[Available data]

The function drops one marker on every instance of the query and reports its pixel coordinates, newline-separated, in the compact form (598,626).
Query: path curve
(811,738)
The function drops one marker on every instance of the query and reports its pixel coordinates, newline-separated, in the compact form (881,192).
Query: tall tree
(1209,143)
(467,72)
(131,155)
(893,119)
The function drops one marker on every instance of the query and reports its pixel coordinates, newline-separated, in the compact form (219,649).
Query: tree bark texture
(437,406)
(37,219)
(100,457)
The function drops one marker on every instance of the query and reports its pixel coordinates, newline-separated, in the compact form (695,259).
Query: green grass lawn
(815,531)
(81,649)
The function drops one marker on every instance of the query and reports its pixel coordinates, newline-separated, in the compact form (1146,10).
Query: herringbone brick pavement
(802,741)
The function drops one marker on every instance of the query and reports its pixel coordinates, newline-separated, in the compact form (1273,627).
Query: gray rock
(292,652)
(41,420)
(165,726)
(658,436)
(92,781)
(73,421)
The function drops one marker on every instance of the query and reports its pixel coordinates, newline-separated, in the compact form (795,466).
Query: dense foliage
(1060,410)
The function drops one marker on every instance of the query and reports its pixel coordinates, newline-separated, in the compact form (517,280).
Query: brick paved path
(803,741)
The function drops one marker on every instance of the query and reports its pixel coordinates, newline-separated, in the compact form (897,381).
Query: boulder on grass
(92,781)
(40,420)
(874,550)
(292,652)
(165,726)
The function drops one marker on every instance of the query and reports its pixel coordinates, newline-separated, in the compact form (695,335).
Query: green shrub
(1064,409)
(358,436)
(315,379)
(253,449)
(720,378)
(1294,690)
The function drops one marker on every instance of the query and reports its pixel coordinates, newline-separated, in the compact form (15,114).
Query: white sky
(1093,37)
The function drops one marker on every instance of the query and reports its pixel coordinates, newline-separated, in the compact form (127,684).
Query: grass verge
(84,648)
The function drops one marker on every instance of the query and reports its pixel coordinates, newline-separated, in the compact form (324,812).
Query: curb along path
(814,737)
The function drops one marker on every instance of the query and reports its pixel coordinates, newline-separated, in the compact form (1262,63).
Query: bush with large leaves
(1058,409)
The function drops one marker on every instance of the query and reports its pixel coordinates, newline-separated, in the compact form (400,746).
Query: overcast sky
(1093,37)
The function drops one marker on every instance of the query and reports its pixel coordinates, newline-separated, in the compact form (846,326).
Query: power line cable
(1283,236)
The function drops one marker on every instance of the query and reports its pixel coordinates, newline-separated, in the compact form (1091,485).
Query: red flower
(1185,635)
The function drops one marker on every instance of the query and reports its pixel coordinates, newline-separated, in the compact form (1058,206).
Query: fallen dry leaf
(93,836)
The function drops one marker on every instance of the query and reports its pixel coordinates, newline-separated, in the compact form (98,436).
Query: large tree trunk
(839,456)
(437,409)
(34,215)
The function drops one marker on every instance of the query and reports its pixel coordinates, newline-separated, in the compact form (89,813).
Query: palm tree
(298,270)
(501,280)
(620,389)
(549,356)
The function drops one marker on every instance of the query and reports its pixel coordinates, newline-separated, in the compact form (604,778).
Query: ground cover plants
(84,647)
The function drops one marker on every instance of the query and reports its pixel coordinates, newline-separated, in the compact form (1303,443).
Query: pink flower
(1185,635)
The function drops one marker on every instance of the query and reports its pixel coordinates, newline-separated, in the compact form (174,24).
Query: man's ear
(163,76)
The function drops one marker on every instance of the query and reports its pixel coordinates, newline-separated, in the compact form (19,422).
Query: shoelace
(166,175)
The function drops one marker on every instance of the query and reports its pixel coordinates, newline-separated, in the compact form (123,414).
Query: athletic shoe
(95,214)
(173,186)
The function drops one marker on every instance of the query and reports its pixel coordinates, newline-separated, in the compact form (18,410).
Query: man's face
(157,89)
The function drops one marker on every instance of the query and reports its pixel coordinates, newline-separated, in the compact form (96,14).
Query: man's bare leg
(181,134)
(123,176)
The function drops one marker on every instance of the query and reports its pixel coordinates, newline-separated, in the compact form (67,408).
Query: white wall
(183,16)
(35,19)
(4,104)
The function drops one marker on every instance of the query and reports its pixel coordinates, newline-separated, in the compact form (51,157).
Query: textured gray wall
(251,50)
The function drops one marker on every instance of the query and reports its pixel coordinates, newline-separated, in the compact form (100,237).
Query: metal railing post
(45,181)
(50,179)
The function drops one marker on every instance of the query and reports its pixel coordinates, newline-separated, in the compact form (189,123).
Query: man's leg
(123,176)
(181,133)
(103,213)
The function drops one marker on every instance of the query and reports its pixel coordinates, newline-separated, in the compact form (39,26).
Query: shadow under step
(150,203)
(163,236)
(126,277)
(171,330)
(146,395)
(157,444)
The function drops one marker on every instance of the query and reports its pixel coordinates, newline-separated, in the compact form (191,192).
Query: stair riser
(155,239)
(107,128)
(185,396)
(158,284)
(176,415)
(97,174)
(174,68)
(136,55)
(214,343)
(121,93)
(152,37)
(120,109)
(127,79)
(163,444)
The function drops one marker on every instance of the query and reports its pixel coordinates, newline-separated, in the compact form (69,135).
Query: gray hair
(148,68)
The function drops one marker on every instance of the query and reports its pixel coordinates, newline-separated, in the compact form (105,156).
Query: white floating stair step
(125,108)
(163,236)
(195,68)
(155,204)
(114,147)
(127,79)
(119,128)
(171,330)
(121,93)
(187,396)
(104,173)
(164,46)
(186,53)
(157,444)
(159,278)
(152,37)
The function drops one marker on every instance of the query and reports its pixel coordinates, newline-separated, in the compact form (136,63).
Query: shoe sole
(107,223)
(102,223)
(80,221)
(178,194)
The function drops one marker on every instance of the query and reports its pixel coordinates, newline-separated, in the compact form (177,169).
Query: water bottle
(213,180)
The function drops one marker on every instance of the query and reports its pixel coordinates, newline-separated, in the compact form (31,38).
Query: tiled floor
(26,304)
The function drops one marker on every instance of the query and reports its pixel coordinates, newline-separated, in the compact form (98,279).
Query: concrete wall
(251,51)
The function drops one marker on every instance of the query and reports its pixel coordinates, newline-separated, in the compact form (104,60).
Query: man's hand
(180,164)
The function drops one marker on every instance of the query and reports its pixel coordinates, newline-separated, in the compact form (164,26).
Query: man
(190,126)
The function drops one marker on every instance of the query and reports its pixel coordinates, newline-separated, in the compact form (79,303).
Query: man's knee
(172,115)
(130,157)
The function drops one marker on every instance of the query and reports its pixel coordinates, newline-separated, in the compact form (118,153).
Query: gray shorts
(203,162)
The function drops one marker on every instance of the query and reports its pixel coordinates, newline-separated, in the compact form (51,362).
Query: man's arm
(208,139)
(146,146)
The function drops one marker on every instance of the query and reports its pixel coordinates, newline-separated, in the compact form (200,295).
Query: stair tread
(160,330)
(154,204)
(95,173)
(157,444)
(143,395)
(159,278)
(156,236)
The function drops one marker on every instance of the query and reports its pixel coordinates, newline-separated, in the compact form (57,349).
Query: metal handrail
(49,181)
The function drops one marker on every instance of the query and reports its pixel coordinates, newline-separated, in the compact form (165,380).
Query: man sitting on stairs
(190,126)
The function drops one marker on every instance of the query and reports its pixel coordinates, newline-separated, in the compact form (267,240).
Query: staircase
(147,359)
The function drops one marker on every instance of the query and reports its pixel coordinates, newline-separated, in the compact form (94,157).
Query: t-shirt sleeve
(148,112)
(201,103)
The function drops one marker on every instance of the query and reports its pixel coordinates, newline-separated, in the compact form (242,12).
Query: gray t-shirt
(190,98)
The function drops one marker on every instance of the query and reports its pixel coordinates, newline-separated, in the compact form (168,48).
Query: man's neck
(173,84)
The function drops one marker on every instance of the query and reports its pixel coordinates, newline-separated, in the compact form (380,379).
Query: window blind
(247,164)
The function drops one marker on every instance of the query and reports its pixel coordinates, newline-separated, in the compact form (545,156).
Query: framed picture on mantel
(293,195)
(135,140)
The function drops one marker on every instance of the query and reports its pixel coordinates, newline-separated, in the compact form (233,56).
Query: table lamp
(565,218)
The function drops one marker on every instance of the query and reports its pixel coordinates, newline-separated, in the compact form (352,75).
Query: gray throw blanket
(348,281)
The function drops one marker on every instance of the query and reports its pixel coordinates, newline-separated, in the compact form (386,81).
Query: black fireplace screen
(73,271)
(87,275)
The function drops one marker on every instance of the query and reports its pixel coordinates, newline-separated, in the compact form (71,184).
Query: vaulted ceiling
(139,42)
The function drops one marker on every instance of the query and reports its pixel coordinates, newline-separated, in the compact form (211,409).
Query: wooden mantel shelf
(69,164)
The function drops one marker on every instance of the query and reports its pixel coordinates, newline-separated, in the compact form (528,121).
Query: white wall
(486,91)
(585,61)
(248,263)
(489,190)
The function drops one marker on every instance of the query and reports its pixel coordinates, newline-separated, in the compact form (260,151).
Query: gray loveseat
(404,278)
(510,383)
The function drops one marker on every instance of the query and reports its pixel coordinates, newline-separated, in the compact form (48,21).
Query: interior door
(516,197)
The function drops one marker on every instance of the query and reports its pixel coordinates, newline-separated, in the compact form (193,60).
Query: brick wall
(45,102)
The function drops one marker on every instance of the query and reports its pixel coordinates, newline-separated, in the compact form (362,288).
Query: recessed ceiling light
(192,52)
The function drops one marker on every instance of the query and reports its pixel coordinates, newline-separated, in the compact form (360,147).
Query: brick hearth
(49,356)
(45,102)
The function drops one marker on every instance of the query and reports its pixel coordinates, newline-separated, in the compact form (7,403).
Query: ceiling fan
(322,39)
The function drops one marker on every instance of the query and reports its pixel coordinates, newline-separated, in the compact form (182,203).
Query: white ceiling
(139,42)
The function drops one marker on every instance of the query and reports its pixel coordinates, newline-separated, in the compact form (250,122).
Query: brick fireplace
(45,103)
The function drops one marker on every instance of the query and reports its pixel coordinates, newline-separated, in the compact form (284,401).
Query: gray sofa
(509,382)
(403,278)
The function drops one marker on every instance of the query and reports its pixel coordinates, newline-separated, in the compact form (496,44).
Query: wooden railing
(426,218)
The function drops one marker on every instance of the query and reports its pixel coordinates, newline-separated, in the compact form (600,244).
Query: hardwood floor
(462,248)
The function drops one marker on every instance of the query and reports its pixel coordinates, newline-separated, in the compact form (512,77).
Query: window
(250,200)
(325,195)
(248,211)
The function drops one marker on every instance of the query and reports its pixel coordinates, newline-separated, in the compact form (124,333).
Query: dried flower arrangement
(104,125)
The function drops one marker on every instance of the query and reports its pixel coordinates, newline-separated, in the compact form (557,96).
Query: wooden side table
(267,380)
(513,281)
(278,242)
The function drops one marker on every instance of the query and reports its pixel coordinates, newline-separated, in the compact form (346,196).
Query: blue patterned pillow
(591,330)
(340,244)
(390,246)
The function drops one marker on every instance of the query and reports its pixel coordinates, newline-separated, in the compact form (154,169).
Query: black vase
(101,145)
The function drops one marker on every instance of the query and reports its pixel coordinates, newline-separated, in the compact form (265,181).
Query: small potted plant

[/Available data]

> Work instructions: Please repeat each line from the one with "compact form (7,403)." through the last line of the data above, and add nothing.

> Response area:
The function drops one marker on every instance of the query and reports its pixel coordinates, newline-separated, in the compact form (7,403).
Query: ceiling fan
(322,39)
The function drops one marker on every instance of the query and reports its pixel coordinates, newline-separated, in the compact form (182,203).
Query: white ceiling
(139,42)
The function drops one marker on every instance of the query and reports its pixel coordinates, newline-separated, in the compact form (250,122).
Query: brick fireplace
(45,103)
The function drops one marker on every instance of the query and reports its pixel coordinates, newline-separated, in the compact form (284,401).
Query: gray sofa
(509,382)
(403,278)
The function drops one marker on every instance of the query and reports its pixel coordinates, newline-separated, in the compact form (496,44).
Query: wooden railing
(426,218)
The function drops one marker on every instance of the query and reports its pixel coordinates, newline-separated, in the compact form (600,244).
Query: hardwood floor
(462,248)
The function drops one marker on every instance of the query and reports its pixel coordinates, newline-separated, in the compact form (512,77).
Query: window
(250,200)
(325,195)
(248,211)
The function drops one marker on every instance of the query and reports its pixel coordinates, newline-separated, in the compact form (124,333).
Query: dried flower arrangement
(104,125)
The function drops one marker on every instance of the query and reports its pixel coordinates, newline-separated, in the compact form (557,96).
Query: wooden side table
(267,380)
(513,281)
(278,242)
The function drops one marker on every instance of the query and reports its pixel coordinates, newline-separated, in the compact form (346,196).
Query: blue patterned pillow
(591,330)
(340,244)
(390,246)
The function drops one marker on every instance of the query and reports its pixel coordinates, newline-separated, in the compact form (154,169).
Query: black vase
(101,145)
The function drops one marker on every instance of the query and reports its pixel coordinates, newline-separated, in the compact form (265,181).
Query: small potted plant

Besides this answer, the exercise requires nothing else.